__Exercise task__: Copy out, word for word, the entries below, starting with the line that contains "Return one point per instance of the overcast" and going on through the last line of the entries.

__Task inputs__:
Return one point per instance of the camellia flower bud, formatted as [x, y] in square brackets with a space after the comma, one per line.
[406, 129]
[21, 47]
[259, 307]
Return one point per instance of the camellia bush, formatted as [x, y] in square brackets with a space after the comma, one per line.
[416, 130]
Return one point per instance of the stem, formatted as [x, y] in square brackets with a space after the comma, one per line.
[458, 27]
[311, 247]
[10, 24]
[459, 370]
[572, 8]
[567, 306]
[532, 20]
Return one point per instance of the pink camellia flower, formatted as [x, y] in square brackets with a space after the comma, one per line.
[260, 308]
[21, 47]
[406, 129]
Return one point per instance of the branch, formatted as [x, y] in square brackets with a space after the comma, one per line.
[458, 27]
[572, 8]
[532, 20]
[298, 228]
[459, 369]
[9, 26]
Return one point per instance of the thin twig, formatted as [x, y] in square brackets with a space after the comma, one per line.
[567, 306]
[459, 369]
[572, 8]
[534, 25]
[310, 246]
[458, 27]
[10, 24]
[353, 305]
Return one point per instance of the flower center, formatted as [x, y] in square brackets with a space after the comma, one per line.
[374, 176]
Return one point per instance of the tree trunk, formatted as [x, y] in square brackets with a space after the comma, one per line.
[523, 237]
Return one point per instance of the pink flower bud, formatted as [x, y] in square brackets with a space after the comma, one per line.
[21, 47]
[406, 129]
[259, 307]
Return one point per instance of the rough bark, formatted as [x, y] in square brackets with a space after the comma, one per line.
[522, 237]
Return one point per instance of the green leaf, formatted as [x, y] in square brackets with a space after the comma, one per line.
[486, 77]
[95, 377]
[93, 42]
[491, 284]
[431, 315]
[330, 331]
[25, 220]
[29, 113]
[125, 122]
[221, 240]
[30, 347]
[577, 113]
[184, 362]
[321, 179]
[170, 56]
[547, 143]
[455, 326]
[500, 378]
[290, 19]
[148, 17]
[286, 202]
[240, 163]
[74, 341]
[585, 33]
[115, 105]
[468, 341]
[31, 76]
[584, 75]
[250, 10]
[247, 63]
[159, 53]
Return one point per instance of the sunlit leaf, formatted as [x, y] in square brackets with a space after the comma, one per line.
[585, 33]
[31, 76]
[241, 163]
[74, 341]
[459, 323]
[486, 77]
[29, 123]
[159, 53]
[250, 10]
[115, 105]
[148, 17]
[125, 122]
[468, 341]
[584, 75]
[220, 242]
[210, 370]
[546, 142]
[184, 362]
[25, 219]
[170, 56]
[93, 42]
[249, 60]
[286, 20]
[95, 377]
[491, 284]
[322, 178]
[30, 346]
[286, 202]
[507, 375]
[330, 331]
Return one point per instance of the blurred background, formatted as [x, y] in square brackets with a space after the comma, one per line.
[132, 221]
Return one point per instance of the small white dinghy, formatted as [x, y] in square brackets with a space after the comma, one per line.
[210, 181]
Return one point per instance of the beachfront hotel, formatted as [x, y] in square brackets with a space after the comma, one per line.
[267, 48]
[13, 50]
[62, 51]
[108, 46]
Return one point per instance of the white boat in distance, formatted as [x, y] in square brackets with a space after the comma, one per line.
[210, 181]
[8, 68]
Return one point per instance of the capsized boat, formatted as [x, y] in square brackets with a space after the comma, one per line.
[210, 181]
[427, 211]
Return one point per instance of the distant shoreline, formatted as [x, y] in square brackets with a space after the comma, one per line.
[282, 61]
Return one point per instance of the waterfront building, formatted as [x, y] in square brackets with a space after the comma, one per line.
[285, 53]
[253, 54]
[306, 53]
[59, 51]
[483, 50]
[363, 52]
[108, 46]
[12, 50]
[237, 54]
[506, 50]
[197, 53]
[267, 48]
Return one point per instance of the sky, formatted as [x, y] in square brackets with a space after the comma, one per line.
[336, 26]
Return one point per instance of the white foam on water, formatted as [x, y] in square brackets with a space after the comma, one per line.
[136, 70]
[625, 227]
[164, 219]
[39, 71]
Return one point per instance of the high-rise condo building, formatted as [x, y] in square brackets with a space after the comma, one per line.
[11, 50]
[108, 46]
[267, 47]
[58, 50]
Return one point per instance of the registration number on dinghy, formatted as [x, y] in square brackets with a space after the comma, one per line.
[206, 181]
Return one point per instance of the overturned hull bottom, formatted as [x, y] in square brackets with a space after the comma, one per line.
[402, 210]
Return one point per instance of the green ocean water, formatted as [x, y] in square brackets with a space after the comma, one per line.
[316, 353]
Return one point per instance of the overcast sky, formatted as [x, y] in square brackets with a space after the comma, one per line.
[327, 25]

__Exercise response__:
Return one point per instance of the overcast sky, formatted as [x, y] in square brackets with a space after the comma, one per line.
[327, 25]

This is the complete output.